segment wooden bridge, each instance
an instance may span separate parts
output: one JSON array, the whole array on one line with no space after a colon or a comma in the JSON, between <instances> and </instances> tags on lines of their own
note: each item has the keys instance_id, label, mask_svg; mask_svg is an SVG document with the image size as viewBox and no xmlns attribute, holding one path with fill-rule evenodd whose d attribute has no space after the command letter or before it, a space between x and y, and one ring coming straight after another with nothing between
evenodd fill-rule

********************

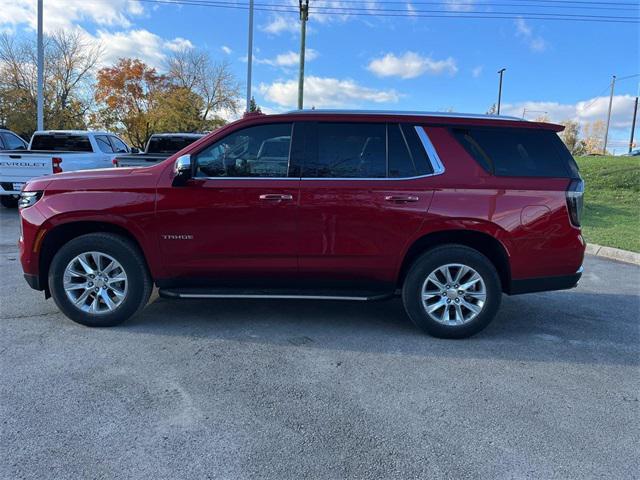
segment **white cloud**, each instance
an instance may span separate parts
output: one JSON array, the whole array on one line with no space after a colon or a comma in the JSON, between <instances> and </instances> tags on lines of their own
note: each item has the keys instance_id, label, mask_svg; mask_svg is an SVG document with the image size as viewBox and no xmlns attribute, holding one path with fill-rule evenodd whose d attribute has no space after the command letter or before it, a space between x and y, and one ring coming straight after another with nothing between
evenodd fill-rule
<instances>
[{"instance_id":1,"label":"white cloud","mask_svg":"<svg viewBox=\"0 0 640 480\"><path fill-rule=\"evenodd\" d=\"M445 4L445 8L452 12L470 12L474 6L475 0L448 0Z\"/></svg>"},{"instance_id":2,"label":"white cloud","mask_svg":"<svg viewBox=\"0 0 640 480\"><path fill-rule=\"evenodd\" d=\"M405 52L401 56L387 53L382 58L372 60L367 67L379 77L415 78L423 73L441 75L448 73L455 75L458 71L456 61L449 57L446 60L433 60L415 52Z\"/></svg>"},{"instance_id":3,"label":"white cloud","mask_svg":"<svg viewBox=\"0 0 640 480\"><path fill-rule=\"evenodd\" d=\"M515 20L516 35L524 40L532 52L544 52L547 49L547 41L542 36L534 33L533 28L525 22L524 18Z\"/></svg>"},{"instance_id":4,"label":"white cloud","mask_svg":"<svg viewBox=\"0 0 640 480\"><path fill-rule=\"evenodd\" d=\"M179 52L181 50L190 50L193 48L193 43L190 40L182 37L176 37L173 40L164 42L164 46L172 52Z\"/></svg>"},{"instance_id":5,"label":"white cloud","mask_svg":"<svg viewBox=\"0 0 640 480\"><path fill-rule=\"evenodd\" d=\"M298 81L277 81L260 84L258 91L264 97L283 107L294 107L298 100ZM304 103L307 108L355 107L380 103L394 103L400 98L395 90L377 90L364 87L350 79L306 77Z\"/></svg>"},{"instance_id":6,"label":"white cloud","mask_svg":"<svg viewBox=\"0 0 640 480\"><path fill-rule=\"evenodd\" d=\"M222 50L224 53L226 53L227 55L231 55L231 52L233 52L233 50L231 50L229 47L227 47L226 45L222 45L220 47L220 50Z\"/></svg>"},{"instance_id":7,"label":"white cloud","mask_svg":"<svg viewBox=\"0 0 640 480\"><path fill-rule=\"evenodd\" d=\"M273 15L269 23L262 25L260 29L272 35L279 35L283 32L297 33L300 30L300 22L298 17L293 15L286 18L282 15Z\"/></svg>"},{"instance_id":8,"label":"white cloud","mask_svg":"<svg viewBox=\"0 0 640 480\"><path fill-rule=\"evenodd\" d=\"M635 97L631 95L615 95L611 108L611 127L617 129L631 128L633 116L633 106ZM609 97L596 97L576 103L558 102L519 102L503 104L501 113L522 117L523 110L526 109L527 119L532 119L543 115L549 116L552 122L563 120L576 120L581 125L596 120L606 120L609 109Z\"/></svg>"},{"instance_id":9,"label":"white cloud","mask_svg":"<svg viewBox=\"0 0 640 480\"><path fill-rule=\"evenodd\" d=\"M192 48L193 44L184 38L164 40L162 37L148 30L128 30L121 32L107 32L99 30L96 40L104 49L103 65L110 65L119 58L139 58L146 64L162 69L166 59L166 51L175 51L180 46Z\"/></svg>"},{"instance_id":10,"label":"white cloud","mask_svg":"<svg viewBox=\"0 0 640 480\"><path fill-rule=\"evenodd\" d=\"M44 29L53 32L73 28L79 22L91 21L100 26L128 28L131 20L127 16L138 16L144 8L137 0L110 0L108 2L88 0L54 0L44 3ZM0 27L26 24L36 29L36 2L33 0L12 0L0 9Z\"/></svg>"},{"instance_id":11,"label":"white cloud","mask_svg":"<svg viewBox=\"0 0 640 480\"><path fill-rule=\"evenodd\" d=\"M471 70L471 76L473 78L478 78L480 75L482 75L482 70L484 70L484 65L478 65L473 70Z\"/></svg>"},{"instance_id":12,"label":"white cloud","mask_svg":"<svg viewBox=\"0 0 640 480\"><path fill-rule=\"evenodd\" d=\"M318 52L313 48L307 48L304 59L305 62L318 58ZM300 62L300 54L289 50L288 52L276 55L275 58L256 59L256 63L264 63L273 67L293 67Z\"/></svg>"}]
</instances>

********************

■ **WHAT TO PRODUCE**:
Report the lines above that contain "segment".

■ **SOLUTION FOR THIS EXERCISE**:
segment wooden bridge, each instance
segment **white cloud**, each instance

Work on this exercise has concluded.